**Problema breve A:**
Trasforma in un elenco numerato le righe di tutte le voci, tralasciando le righe vuote. Escludi le immagini dalla risposta.

La scarsa conoscenza del fenomeno si riflette in alcuni
errori ricorrenti, sia nel linguaggio
giornalistico che nella narrazione di fatti di cronaca, che
coinvolgono persone transessuali.
Il primo e il più diffuso errore riguarda il genere d ell’articolo,
difatti la scelta cade con più
frequenza sul maschile a dispetto del fatto che, a lavorare
nel mercato del sesso, siano
persone che manifestano caratteri fisici, abbigliamento e
atteggiamenti visibilmente
femminili.
Il secondo problema è quello della confusione e
sovrapposizione tra i termini
transessuale, travestito, viado. La transessualità o transessualismo
è una condizione che cade
sotto il termine ombrello transgender e che riguarda una
persona la cui corporeità non è
corrispondente alla propria identità di genere. Il
travestitismo è l'abitudine di un individuo di
indossare abiti del sesso opposto, il termine è spesso
associato alla prostituzione ed utilizzato
con un'accezione negativa.Viado è un termine di origine
brasiliana che viene frequentemente
impiegato nelle cronache in riferimento alle persone
transessuali che esercitano la
prostituzione sulle strade. Nella lingua madre, nasce come
contrazione di “transviado”, che
significa "deviato", "pervertito" e
contiene quindi una connotazione fortemente dispregiativa.

**Materiale:**
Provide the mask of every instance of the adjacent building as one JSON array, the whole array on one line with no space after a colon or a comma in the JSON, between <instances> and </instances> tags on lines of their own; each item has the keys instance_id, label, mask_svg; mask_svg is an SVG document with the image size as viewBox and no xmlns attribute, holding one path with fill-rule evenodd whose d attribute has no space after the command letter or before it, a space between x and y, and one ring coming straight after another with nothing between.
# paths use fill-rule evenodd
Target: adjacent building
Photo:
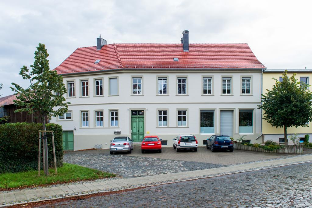
<instances>
[{"instance_id":1,"label":"adjacent building","mask_svg":"<svg viewBox=\"0 0 312 208\"><path fill-rule=\"evenodd\" d=\"M263 94L266 94L267 92L267 89L270 90L272 87L275 84L275 80L272 79L275 78L282 81L282 74L285 69L266 69L264 70L263 77L263 85L262 90ZM287 69L287 75L290 77L292 76L294 73L296 73L295 77L300 82L304 82L308 85L310 85L311 79L312 79L312 70L309 69ZM311 87L308 89L310 90ZM309 89L310 88L310 89ZM284 138L284 129L283 128L276 128L275 127L272 126L271 124L266 121L262 121L262 133L263 139L265 141L268 140L272 140L278 143L283 144L285 142ZM288 136L294 134L298 134L300 138L300 141L303 142L304 138L306 134L309 134L310 136L310 141L312 142L312 127L299 127L297 128L295 127L288 128L287 129ZM257 140L257 143L261 143L262 142L259 138ZM292 142L288 139L288 143L292 144Z\"/></svg>"},{"instance_id":2,"label":"adjacent building","mask_svg":"<svg viewBox=\"0 0 312 208\"><path fill-rule=\"evenodd\" d=\"M107 44L79 48L55 69L70 101L52 118L64 148L108 148L118 135L140 142L157 135L173 145L193 134L200 145L215 134L256 142L261 135L261 77L265 67L246 44Z\"/></svg>"}]
</instances>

**Problema breve B:**
Secondo l'estratto sul linguaggio giornalistico, di quale parola è una contrazione il termine "viado"?

**Soluzione svolta A:**
1. Provide the mask of every instance of the adjacent building as one JSON array, the whole array on one line with no space after a colon or a comma in the JSON, between <instances> and </instances> tags on lines of their own; each item has the keys instance_id, label, mask_svg; mask_svg is an SVG document with the image size as viewBox and no xmlns attribute, holding one path with fill-rule evenodd whose d attribute has no space after the command letter or before it, a space between x and y, and one ring coming straight after another with nothing between.
2. # paths use fill-rule evenodd
3. Target: adjacent building
4. Photo:
5. <instances>
6. [{"instance_id":1,"label":"adjacent building","mask_svg":"<svg viewBox=\"0 0 312 208\"><path fill-rule=\"evenodd\" d=\"M263 94L266 94L267 92L267 89L270 90L272 87L275 84L275 80L272 79L275 78L282 81L282 74L285 69L266 69L264 70L263 77L263 85L262 90ZM287 69L287 75L290 77L292 76L294 73L296 73L295 77L300 82L304 82L308 85L310 85L311 79L312 79L312 70L309 69ZM311 87L308 89L310 90ZM309 89L310 88L310 89ZM284 138L284 129L283 128L276 128L275 127L272 126L271 124L266 121L262 121L262 133L263 139L265 141L268 140L272 140L278 143L283 144L285 142ZM288 136L294 134L298 134L300 138L300 141L303 142L304 138L306 134L309 134L310 136L310 141L312 142L312 127L299 127L297 128L295 127L288 128L287 129ZM257 140L257 143L261 143L262 142L259 138ZM292 142L288 139L288 143L292 144Z\"/></svg>"},{"instance_id":2,"label":"adjacent building","mask_svg":"<svg viewBox=\"0 0 312 208\"><path fill-rule=\"evenodd\" d=\"M107 44L79 48L55 69L70 101L52 118L64 148L108 148L118 135L140 142L157 135L173 145L193 134L200 145L215 134L256 142L261 135L261 77L265 67L246 44Z\"/></svg>"}]
7. </instances>

**Soluzione svolta B:**
Di "transviado", che significa "deviato", "pervertito".